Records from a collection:

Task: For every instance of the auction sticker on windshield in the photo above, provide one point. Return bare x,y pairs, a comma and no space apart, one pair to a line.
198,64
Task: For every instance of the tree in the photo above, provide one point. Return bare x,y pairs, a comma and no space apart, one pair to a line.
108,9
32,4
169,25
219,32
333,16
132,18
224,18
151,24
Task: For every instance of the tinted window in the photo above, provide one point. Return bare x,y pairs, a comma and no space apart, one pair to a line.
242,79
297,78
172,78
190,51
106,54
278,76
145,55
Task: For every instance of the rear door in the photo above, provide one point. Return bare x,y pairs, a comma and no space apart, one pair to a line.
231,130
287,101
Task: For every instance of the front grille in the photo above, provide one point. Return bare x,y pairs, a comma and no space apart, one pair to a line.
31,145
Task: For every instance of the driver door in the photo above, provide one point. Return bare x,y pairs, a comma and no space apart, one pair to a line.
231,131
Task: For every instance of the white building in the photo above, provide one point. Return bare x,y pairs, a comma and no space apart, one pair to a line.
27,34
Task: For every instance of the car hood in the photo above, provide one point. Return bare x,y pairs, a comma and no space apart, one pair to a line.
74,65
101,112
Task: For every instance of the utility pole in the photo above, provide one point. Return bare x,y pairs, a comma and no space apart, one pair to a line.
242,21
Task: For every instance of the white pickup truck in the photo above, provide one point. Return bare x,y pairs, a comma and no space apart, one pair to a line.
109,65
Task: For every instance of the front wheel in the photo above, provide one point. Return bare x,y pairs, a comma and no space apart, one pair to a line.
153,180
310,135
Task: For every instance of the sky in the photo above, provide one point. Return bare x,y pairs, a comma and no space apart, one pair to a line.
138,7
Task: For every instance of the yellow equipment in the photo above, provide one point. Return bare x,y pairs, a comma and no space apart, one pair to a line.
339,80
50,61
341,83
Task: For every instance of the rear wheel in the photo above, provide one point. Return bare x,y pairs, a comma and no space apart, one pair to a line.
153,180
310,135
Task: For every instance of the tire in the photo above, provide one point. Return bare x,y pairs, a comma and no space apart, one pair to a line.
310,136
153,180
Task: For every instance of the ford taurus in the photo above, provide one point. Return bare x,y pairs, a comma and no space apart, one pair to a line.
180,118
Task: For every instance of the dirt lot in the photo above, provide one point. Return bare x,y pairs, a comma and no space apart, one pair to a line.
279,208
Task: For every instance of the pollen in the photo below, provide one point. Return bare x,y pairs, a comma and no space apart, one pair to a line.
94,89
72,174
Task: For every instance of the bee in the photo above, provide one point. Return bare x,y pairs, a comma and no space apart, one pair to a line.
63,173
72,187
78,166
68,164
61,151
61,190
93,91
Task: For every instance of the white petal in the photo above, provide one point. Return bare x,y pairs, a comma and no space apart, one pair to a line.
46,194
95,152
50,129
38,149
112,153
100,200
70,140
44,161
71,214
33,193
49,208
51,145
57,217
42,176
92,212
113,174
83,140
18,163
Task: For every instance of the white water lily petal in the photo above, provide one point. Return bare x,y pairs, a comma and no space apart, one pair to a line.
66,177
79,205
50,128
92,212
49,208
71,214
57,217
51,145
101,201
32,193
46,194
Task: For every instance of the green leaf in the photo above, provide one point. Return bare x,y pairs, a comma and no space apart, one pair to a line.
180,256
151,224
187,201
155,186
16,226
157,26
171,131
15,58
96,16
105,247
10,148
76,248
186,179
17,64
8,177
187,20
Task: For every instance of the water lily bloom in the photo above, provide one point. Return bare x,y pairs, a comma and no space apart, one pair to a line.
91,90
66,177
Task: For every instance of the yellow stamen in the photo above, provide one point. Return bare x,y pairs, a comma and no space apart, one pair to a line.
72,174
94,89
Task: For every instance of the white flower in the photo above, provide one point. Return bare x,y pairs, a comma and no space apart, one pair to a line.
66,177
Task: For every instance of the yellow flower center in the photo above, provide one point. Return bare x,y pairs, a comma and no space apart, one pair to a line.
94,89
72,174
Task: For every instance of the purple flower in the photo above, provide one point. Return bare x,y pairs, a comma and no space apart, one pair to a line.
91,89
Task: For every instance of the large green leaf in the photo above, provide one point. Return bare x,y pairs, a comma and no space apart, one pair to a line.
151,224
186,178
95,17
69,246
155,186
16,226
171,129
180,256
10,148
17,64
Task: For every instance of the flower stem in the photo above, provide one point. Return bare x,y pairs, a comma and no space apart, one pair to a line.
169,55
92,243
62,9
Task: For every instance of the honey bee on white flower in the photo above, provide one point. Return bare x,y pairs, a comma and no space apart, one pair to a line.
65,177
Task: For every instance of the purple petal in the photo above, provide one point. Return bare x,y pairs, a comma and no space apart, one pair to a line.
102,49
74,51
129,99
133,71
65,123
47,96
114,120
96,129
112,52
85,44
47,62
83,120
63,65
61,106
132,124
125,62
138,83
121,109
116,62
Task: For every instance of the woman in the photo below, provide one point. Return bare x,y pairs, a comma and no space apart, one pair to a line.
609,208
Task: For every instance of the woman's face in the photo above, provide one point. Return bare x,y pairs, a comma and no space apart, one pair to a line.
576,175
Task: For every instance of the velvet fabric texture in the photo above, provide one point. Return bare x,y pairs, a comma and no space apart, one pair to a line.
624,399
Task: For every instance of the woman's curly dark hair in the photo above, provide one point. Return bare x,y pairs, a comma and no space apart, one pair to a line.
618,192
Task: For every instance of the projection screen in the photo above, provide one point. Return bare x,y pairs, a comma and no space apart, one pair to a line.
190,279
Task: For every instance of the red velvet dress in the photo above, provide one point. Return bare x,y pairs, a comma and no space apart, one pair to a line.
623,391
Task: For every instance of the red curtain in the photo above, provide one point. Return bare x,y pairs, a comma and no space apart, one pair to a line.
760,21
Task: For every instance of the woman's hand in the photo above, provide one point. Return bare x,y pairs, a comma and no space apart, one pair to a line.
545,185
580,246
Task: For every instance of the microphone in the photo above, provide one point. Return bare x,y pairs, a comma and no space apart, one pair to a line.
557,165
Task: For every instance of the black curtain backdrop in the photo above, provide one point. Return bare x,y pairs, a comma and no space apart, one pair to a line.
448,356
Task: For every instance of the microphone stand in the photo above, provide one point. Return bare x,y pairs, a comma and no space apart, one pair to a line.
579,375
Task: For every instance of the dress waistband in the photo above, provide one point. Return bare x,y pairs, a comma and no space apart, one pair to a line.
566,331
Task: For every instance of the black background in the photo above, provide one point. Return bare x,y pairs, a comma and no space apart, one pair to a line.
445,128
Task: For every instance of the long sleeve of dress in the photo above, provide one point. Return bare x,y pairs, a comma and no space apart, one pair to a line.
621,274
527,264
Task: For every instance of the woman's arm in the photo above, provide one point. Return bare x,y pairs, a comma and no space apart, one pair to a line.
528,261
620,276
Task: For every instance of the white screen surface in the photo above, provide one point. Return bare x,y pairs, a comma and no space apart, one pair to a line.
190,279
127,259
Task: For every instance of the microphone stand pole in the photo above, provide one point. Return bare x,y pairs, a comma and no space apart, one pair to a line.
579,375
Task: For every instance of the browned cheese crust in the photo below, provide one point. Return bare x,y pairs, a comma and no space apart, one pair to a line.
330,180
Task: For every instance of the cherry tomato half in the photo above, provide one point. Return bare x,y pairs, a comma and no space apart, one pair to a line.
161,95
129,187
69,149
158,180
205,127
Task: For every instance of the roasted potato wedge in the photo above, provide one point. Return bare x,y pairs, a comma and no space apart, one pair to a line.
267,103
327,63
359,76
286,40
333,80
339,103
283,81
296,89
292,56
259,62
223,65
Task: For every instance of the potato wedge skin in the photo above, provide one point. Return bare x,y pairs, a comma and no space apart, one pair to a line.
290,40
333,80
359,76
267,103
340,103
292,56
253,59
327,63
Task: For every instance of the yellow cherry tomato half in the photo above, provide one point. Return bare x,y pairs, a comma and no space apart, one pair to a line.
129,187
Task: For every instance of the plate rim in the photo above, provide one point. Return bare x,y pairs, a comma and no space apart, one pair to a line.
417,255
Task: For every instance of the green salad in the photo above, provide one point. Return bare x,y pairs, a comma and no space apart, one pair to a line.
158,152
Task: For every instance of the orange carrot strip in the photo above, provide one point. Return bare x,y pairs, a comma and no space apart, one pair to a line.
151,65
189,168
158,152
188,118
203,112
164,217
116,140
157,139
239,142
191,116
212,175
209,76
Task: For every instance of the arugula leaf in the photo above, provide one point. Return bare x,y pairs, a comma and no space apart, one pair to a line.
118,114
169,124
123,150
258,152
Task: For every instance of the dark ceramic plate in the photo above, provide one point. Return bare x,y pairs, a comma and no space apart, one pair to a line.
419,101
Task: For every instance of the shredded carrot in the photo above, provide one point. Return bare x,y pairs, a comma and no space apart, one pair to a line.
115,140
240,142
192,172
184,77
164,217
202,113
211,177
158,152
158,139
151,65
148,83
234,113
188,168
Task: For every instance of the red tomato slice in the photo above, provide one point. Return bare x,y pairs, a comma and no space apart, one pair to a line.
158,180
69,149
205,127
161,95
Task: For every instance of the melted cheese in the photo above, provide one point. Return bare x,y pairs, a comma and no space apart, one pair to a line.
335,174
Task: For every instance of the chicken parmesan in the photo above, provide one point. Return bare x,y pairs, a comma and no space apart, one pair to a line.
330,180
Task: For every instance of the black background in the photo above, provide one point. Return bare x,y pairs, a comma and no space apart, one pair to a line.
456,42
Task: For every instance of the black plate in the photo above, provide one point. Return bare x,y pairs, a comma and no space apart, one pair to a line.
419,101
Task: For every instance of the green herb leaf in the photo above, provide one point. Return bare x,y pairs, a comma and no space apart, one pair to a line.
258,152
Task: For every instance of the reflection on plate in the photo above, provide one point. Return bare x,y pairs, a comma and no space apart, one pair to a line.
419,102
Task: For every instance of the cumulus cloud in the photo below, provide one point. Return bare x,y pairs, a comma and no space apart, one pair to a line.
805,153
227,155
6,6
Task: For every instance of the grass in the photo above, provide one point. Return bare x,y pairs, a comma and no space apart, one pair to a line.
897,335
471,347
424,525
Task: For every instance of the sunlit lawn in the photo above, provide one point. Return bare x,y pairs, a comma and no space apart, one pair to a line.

**Requirement**
Output exactly the lines above, from the one holding "Task: For every instance of the melted" through the end of the data, including the first and last.

**Result below**
Task: For every instance of the melted cheese in the photo above, provide one point. Return bare x,y pairs, a comma and no space apart, one pair to a line.
335,174
Task: For every instance of the chicken parmesan in the photo above, provide one point. Return bare x,y pairs, a comma and no space apart, one pair to a line.
330,180
Task: For every instance of the black background in the photo above, provide one point. Return bare x,y pairs, a comma and no space apart, one pair to a line.
456,42
Task: For every instance of the black plate in the photo above, provide one point. Return bare x,y pairs, a comma and no space apart, one pair to a line.
419,101
Task: For every instance of the green herb leaf in the photo above, provide one point. Return bare x,y pairs, a comma and no space apart, one pair to a line.
258,152
Task: For every instance of the reflection on plate in the photo above, provide one point. Return bare x,y pairs, a comma and no space apart, one pair to a line.
419,102
Task: For every instance of the cumulus cloud in the photo below, provide one point. Return bare x,y pairs, a comma and no space apart, one pair to a line.
805,153
227,155
6,6
Task: For every instance of the grass in the photo above, provide one point. Return bare x,y pairs, a comma and no space apart, one pair to a line.
897,335
471,347
424,525
Task: For every instance of the sunlit lawn in the photo above, provide one point. Return bare x,y pairs, a comma and no space apart, one pair to a line.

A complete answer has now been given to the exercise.